課題について: 本文の「このときの縁から」で始まる段落を、主な事実を残して箇条書きに書き改めなさい。

本文:
┄┄┄┄┄┄┄┄┄┄
さらに、当時の岩田さんの天才プログラマーぶりを伝える数々の逸話の中でも、特に有名なものには、開発中止寸前の状態に陥っていた『MOTHER2』(1994年発売)に参加した際、スタッフ達に対し、
「このまま、今あるものを使って完成させるなら2年かかります。しかし、私に1から作らせてくれるというのなら、1年で完成させます。どちらにします?」
と提案し、全てのプログラムを組み直し、言葉通り1年で完成させたというものも。
このときの縁から、『MOTHER』シリーズのディレクターだった糸井重里さんとはその後長年に渡って親交を深めることになり、1998年、「ほぼ日刊イトイ新聞」の立ち上げにも参加し、『電脳部長』という肩書きも持っていた。
糸井さんによると、「糸井重里事務所内に置かれている、パソコンの設置・設定。電源コードやLAN ケーブルの配線に至るまで全部、電脳部長がやってくれた」という。
2000年、ハル研での経営手腕を、当時の任天堂社長だった山内さんに高く評価され、任天堂に入社。取締役経営企画室長に就任した。
そして2002年、山内さんから後継者として指名を受け、入社後わずか2年の42歳という異例の若さで、任天堂の4代目社長に就任したのである。
┄┄┄┄┄┄┄┄┄┄
提供資料:
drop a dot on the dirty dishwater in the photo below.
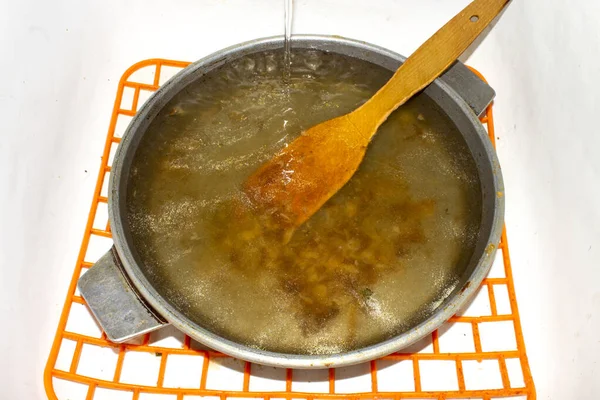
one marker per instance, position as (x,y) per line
(381,254)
┄┄┄┄┄┄┄┄┄┄
解答:
・このときの縁から、『MOTHER』シリーズのディレクターだった糸井重里さんと長年にわたって親交を深めた。
・1998年、「ほぼ日刊イトイ新聞」の立ち上げに参加した。
・『電脳部長』という肩書きも持っていた。